### EXERCISE PROMPT
Rewrite the lines from the one containing "Confirm every instance of the sandstone" through the end of the material, both included, with "keypoint" changed to "marker" and nothing else altered.

### SUPPLIED RECORDS

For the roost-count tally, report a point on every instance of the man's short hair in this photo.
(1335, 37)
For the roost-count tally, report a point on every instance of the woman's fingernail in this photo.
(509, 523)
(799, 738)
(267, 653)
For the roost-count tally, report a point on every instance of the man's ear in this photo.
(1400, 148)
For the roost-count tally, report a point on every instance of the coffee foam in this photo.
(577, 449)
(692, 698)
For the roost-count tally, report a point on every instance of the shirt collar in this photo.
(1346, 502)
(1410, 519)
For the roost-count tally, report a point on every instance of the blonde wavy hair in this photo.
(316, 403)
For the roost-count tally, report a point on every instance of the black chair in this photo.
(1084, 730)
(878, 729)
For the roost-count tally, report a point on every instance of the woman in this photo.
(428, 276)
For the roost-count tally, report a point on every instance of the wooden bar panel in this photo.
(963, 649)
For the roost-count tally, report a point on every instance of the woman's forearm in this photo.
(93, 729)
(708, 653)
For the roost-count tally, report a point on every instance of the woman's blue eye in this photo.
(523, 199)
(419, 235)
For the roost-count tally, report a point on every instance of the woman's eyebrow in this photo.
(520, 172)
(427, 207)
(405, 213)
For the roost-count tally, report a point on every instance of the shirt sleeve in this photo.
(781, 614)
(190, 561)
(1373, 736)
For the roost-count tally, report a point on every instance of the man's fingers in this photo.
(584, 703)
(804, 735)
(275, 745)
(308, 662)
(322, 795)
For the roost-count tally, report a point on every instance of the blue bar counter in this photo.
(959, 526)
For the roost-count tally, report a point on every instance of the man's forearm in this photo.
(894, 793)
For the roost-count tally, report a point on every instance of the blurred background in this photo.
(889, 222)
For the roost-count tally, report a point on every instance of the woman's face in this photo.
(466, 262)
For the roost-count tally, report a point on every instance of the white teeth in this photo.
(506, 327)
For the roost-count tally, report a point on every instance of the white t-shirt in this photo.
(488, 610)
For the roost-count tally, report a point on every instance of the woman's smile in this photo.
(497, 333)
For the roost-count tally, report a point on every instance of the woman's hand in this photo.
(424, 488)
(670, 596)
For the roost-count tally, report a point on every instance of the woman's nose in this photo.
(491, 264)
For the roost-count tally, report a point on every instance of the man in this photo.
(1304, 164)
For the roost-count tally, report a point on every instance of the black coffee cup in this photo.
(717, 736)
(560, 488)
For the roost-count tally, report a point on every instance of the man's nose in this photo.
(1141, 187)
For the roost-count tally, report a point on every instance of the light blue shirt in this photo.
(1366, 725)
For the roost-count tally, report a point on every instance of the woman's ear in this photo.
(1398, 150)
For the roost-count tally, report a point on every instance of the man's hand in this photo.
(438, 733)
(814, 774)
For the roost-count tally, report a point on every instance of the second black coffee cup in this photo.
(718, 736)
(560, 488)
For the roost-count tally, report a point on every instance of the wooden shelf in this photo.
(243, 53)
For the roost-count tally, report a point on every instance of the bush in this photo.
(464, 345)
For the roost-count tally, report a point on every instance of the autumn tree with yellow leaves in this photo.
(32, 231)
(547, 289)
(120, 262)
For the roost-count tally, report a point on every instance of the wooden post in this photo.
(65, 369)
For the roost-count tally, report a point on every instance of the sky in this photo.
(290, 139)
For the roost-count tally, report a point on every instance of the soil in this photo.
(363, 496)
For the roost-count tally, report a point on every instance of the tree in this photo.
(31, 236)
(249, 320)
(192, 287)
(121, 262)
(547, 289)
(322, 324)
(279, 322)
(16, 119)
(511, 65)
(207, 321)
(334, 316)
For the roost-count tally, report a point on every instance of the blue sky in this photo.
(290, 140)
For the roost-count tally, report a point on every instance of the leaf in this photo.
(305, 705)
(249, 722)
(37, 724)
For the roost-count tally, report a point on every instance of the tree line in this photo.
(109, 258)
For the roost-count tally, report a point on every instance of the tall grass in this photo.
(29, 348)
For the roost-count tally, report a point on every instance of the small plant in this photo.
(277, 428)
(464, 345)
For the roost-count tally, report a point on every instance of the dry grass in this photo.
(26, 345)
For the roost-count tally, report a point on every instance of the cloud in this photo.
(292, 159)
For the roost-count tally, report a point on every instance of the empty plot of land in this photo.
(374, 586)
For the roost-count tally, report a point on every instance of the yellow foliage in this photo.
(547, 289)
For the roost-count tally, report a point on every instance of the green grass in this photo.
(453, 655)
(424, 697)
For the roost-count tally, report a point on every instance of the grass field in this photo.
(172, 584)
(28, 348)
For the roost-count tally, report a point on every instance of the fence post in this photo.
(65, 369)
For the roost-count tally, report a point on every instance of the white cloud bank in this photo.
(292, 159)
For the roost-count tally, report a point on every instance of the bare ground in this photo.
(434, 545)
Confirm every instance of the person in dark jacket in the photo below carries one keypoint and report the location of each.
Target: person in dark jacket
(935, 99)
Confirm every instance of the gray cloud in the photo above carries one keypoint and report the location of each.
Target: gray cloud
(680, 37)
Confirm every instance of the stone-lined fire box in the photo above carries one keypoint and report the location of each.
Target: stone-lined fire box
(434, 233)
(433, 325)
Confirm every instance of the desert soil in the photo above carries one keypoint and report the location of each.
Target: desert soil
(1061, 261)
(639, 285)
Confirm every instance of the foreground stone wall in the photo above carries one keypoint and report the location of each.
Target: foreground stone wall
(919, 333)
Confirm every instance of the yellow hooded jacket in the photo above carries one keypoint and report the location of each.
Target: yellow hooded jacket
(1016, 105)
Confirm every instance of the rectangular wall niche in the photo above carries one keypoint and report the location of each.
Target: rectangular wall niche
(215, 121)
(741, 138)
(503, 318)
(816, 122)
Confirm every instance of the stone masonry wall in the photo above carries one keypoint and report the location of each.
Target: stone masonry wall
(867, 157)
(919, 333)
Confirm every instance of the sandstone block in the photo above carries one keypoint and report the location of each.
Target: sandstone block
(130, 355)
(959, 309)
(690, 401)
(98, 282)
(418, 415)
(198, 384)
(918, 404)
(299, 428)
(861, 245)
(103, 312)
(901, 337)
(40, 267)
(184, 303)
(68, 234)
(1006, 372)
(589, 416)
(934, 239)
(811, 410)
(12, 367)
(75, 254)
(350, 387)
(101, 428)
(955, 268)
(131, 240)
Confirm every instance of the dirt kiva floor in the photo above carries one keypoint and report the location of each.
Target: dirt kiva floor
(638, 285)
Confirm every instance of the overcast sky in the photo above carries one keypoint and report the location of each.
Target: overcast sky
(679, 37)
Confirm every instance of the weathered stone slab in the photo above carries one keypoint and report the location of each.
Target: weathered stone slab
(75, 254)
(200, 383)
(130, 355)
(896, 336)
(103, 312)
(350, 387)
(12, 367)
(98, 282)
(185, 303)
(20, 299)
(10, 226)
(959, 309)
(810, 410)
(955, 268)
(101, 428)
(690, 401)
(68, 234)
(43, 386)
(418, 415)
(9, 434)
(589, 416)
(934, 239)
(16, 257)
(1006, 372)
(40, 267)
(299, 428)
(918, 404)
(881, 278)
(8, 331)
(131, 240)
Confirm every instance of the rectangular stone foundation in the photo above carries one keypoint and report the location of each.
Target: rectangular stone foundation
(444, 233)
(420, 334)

### THE COMPLETED TASK
Confirm every instance of the sandstone block in the photo above carries one marker and report the location of each.
Target: sandstone block
(130, 355)
(959, 309)
(690, 401)
(98, 282)
(418, 415)
(198, 384)
(918, 404)
(299, 428)
(861, 245)
(103, 312)
(901, 337)
(40, 267)
(184, 303)
(68, 234)
(1006, 372)
(589, 416)
(934, 239)
(811, 410)
(12, 367)
(75, 254)
(350, 387)
(101, 428)
(955, 268)
(131, 240)
Confirm every instance of the dirt kiva floor in the photo above carries one marker and report the location of each.
Target: dirt kiva floor
(638, 285)
Confirm every instance of the overcast sky in the photo above carries one marker and report the location of each.
Target: overcast sky
(679, 37)
Confirm every instance of the weathered stone slab in the photo above carries one marker and report the location of each.
Target: weathered stone slab
(75, 254)
(200, 383)
(130, 355)
(896, 336)
(103, 312)
(350, 387)
(12, 367)
(98, 282)
(185, 303)
(20, 299)
(10, 226)
(959, 309)
(810, 410)
(955, 268)
(101, 428)
(690, 401)
(68, 234)
(43, 386)
(418, 415)
(9, 434)
(589, 416)
(934, 239)
(16, 257)
(1006, 372)
(40, 267)
(299, 428)
(918, 404)
(881, 278)
(8, 331)
(131, 240)
Confirm every instance of the rectangular stone foundation in the photo above carries one marker and report the location of each.
Target: rectangular stone foundation
(444, 233)
(420, 334)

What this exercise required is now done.